WORK TO COMPLETE
Can you reproduce every line of the items below verbatim, omitting the pictures?

[Image region outline items]

* * * * * * * * *

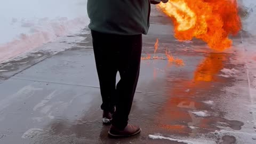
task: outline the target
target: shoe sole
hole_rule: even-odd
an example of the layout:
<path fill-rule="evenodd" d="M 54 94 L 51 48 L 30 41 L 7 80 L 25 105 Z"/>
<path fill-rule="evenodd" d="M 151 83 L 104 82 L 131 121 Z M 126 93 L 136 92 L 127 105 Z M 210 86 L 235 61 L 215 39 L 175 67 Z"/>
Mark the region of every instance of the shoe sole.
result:
<path fill-rule="evenodd" d="M 108 131 L 108 135 L 113 138 L 129 137 L 132 137 L 132 136 L 134 136 L 135 135 L 137 135 L 139 133 L 140 133 L 141 132 L 141 129 L 140 129 L 137 132 L 130 135 L 117 135 L 117 134 L 112 134 L 110 131 Z"/>
<path fill-rule="evenodd" d="M 112 120 L 112 119 L 108 119 L 108 118 L 107 118 L 106 117 L 103 117 L 102 118 L 102 122 L 103 122 L 103 124 L 109 124 L 110 123 L 111 121 Z"/>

* * * * * * * * *

THE REPLY
task: outline the target
target: shoe sole
hole_rule: even-odd
an example of the layout:
<path fill-rule="evenodd" d="M 54 94 L 51 48 L 30 41 L 7 80 L 25 105 Z"/>
<path fill-rule="evenodd" d="M 151 83 L 104 82 L 131 121 Z M 126 93 L 136 92 L 127 105 Z M 210 86 L 235 61 L 215 39 L 175 67 Z"/>
Mark the region of every instance of the shoe sole.
result:
<path fill-rule="evenodd" d="M 108 131 L 108 135 L 113 138 L 129 137 L 132 137 L 132 136 L 134 136 L 135 135 L 137 135 L 139 133 L 140 133 L 141 132 L 141 129 L 140 129 L 137 132 L 130 135 L 117 135 L 117 134 L 112 134 L 110 131 Z"/>
<path fill-rule="evenodd" d="M 112 120 L 112 119 L 108 119 L 108 118 L 107 118 L 106 117 L 103 117 L 102 118 L 102 122 L 103 122 L 103 124 L 109 124 L 110 123 L 111 121 Z"/>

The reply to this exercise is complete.